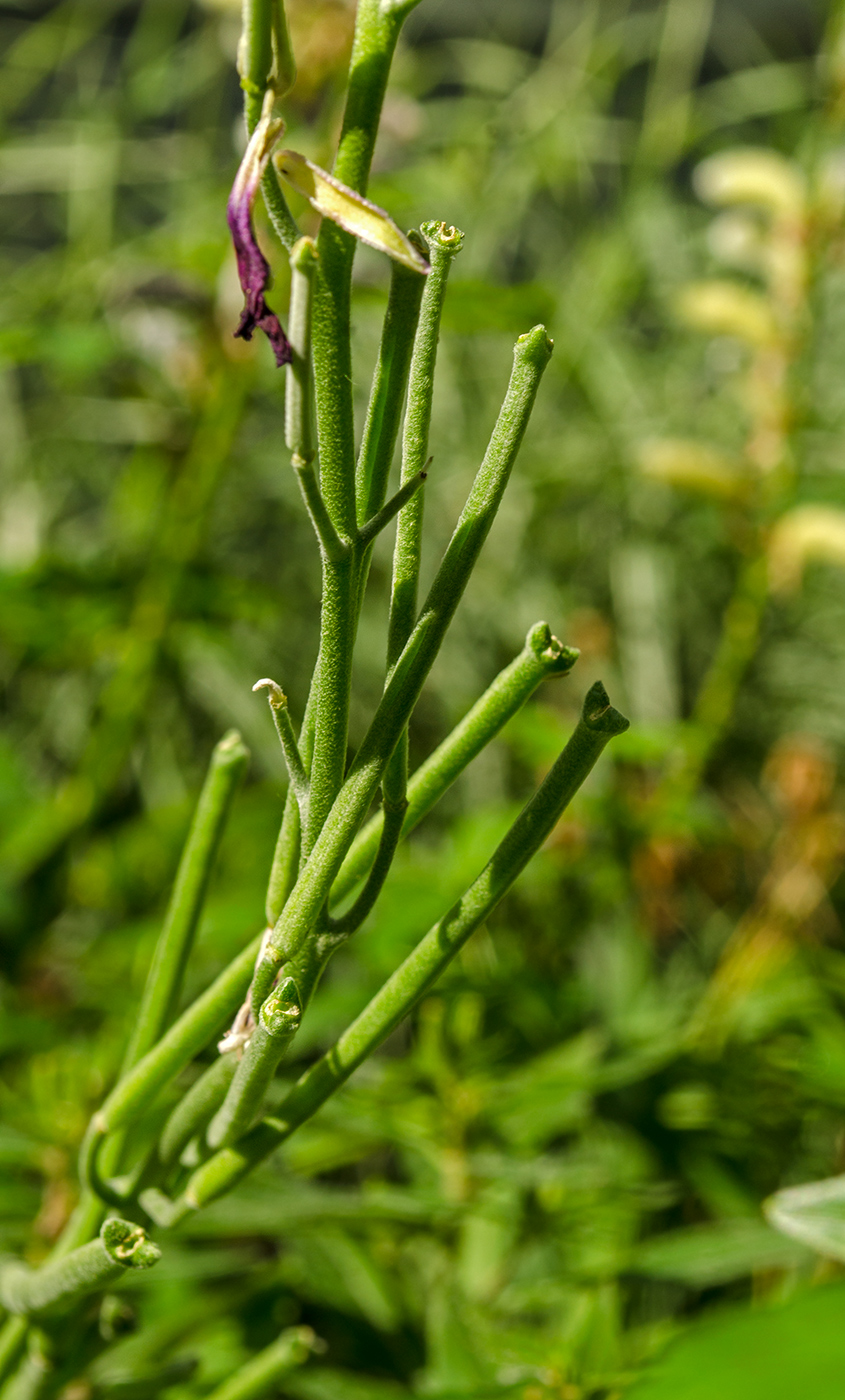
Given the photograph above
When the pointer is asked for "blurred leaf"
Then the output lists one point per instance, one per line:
(772, 1354)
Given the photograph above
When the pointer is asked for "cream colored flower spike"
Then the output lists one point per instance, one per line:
(354, 213)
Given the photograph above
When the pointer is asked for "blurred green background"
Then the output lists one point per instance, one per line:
(560, 1164)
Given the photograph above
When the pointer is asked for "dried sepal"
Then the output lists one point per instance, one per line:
(253, 269)
(803, 535)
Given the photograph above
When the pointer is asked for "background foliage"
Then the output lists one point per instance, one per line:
(561, 1162)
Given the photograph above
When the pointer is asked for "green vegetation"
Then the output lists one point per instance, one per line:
(547, 1179)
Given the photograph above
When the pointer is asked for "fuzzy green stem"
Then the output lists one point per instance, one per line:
(298, 405)
(377, 30)
(391, 833)
(403, 688)
(286, 860)
(260, 1374)
(333, 548)
(182, 1042)
(284, 728)
(119, 1246)
(374, 527)
(164, 980)
(279, 1021)
(386, 396)
(542, 657)
(599, 723)
(444, 244)
(259, 53)
(13, 1339)
(196, 1109)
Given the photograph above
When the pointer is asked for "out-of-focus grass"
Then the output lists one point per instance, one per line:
(561, 1161)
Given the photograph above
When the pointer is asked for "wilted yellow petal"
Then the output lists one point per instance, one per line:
(729, 310)
(751, 177)
(354, 213)
(736, 238)
(809, 532)
(696, 466)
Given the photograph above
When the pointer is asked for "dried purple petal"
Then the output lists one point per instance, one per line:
(253, 268)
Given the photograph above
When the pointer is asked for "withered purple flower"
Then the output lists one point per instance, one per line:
(253, 268)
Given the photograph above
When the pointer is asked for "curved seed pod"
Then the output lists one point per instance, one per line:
(121, 1246)
(350, 210)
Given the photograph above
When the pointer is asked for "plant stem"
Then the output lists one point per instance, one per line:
(386, 396)
(377, 31)
(13, 1339)
(444, 244)
(398, 503)
(172, 949)
(403, 688)
(176, 1047)
(196, 1108)
(413, 977)
(279, 1021)
(298, 401)
(260, 1374)
(391, 833)
(542, 657)
(255, 66)
(119, 1246)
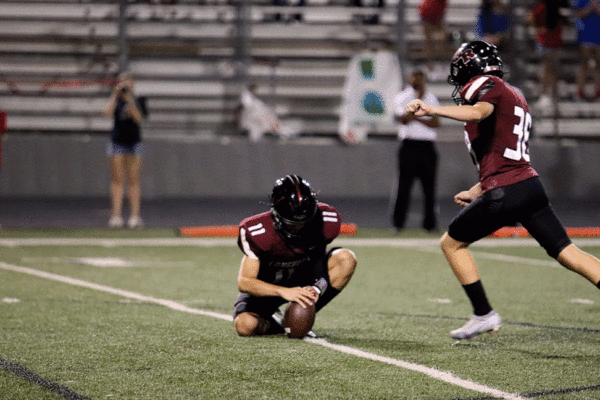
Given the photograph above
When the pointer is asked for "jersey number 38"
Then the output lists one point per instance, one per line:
(522, 130)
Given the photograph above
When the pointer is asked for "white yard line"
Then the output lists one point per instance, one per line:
(431, 372)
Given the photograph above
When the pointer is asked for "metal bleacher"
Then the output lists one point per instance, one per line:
(58, 59)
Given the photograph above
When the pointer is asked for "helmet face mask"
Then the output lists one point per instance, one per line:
(293, 206)
(473, 59)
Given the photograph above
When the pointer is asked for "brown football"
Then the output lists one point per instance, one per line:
(298, 321)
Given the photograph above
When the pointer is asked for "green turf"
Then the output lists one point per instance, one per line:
(401, 303)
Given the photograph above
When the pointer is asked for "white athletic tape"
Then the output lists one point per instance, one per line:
(433, 373)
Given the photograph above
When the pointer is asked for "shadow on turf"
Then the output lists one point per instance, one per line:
(542, 393)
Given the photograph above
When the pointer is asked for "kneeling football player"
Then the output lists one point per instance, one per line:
(286, 258)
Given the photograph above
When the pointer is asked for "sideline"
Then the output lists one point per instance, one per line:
(433, 373)
(214, 242)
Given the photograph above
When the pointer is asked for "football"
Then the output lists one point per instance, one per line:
(298, 321)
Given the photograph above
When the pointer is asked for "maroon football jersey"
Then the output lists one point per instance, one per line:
(280, 262)
(499, 144)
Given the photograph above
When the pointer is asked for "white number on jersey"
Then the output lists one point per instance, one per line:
(522, 130)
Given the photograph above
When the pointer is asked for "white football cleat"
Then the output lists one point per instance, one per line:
(135, 222)
(115, 222)
(477, 325)
(278, 318)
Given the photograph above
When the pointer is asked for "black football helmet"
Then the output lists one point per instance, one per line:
(473, 59)
(293, 206)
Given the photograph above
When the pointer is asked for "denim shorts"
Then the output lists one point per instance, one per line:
(113, 148)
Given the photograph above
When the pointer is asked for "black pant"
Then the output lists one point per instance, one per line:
(416, 159)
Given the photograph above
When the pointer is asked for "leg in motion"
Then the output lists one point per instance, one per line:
(133, 165)
(117, 183)
(485, 319)
(341, 266)
(576, 260)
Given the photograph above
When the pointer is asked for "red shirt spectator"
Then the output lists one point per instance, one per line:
(549, 33)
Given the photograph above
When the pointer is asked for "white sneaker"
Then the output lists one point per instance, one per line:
(477, 325)
(115, 222)
(135, 222)
(544, 105)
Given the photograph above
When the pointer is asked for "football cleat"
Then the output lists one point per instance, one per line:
(477, 325)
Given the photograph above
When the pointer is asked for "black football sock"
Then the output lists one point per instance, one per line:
(329, 294)
(476, 294)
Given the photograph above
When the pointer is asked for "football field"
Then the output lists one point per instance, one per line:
(97, 314)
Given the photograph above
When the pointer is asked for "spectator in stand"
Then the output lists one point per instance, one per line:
(545, 17)
(588, 38)
(433, 14)
(369, 19)
(125, 150)
(292, 18)
(417, 156)
(492, 23)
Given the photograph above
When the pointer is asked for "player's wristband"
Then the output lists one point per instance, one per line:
(321, 285)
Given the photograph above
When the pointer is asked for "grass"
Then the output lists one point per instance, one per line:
(401, 304)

------------------------------------

Swap "pointer" for "locator" throughout the lines above and write them out again with nothing else changed. Leave the pictures out.

Given the photograph above
When the locator is asked for "blurred leaf"
Then the output lists one point per instance, one per line:
(772, 1354)
Given the photograph above
When the locator is asked for "cream colored flower spike"
Then the output lists one point per instance, one per line:
(354, 213)
Given the photograph above
When the locator is asked for "blurred green background"
Then the output lists one point per instance, one per line:
(560, 1164)
Given the photograph above
When the locator is asked for "dried sepal"
Then the output lists one point per instance, one per line:
(253, 269)
(803, 535)
Given the photograph above
When the locator is asked for "background foliage"
Then the output lists one point per instance, one per line:
(561, 1162)
Given the photograph above
When the locator is asked for "green vegetation"
Then the output lists one point per instance, one per line:
(547, 1179)
Given the photograph above
When the locator is asked for "fuzzy green stem"
Then the output lists one point per instance, one per line:
(298, 405)
(377, 30)
(391, 833)
(403, 688)
(286, 860)
(260, 1374)
(333, 548)
(182, 1042)
(284, 728)
(119, 1246)
(374, 527)
(164, 980)
(279, 1021)
(386, 396)
(542, 657)
(599, 723)
(444, 244)
(259, 53)
(13, 1339)
(196, 1109)
Given the photograph above
When the locator is asked for "out-of-focus grass"
Then the output lists one point per instance, one per line:
(561, 1161)
Given the photograph above
When the locator is asked for "wilted yellow petal"
Then the output lists one point per instance, one per line:
(729, 310)
(751, 177)
(354, 213)
(736, 238)
(809, 532)
(696, 466)
Given the photograph above
When the locator is asked for "dried purple petal"
Then the output lists one point per instance, one per line:
(253, 268)
Given the photograph above
When the locator is asked for "withered purple flower"
Then the output lists one point per instance, one per line:
(253, 268)
Given the photograph above
When the locator is asked for "curved seed pod"
Then the output lists one point per instance, one per line:
(121, 1246)
(350, 210)
Given the photograph above
When the locator is asked for "plant stem"
Then the output lists one point per instance, one per line:
(386, 396)
(377, 31)
(13, 1339)
(444, 244)
(398, 503)
(172, 949)
(403, 688)
(176, 1047)
(196, 1108)
(413, 977)
(279, 1021)
(298, 401)
(260, 1374)
(391, 833)
(542, 657)
(255, 66)
(119, 1246)
Given the photograph above
When the locator is asked for "jersey number 38"
Then the output lists one point per instance, one per line:
(522, 130)
Given the photograph above
When the locator is asked for "white yard line"
Then the output lists one point per instance, one per line:
(431, 372)
Given the photograph above
When the locator is asked for "metal bleacher"
Then the output lists one point per instance, one per line:
(58, 59)
Given the photograph above
When the locator is asked for "helmet face mask"
Then the output lists one point per instance, one per line:
(293, 206)
(473, 59)
Given the photograph above
When the locator is asked for "brown football"
Then the output lists one point per instance, one per line:
(298, 321)
Given the photograph above
When the locator is asked for "green turf"
Then the output lists one point per instance, one per line:
(401, 303)
Given the photograph above
When the locator is asked for "white athletic tape"
Then the output lists one point per instance, one per line:
(433, 373)
Given the photograph above
When the locator is asked for "shadow on turf"
Then the output lists one point per instance, one per line:
(542, 393)
Given the photograph above
When the locator is asked for "kneeling football player"
Then the output lists one point per instance, one per line:
(286, 258)
Given the photograph above
When the locator is asked for "sideline"
Then the output lists one point per instance, one per line:
(433, 373)
(214, 242)
Given the photograph above
When the locator is asked for "football"
Then the output lists one point per instance, one per line:
(298, 321)
Given the photograph above
When the locator is asked for "maroon football jersey"
Then the output lists one point per instance, one per line:
(280, 262)
(499, 144)
Given the photograph above
When the locator is asked for "white number on jersey"
Then the output lists one point per instance, one per line:
(522, 130)
Given the photograph above
When the locator is asked for "white football cleat"
Then the output lists one point per instance, one per line:
(135, 222)
(115, 222)
(477, 325)
(278, 318)
Given the photograph above
When the locator is asked for "black football helmet"
Then the output lists one point per instance, one per line:
(473, 59)
(293, 206)
Given the photograph above
When the locator is asked for "denim shorts"
Then the output lists one point per instance, one per line:
(113, 148)
Given the photograph above
When the locator is asked for "black pant"
Then the output lists one point per instance, one per line:
(416, 159)
Given the photograph above
When the locator is asked for "leg in motion"
Then the output lists one point per instance, one per line:
(133, 165)
(117, 183)
(485, 319)
(341, 266)
(576, 260)
Given the photograph above
When the locator is asked for "red shirt spectator"
Then the output lists one point per instance, one per line:
(549, 33)
Given the photograph above
When the locator is asked for "white sneaker"
Then the output lists one point per instance, one per line:
(477, 325)
(115, 222)
(135, 222)
(544, 105)
Given the photograph above
When the locator is asked for "football cleat"
Then the output lists one point per instance, one per line:
(477, 325)
Given the photograph above
When the locator is asked for "black football sock"
Then the output lists one point per instance, one per line:
(329, 294)
(476, 294)
Given the photograph above
When the locator is asked for "football field"
Then the output lists one point per instance, one per line:
(97, 314)
Given the photograph above
When the locator is asked for "spectator in stand"
Then the output lists one point per instance, one per line:
(545, 17)
(588, 38)
(433, 14)
(369, 19)
(125, 150)
(292, 18)
(417, 156)
(492, 23)
Given the photograph above
When the locator is asked for "player's wristband"
Then the output lists one point per instance, one per line:
(321, 285)
Given the photograph above
When the locator is asked for "grass"
Then the output lists one point per instance, one per line:
(401, 304)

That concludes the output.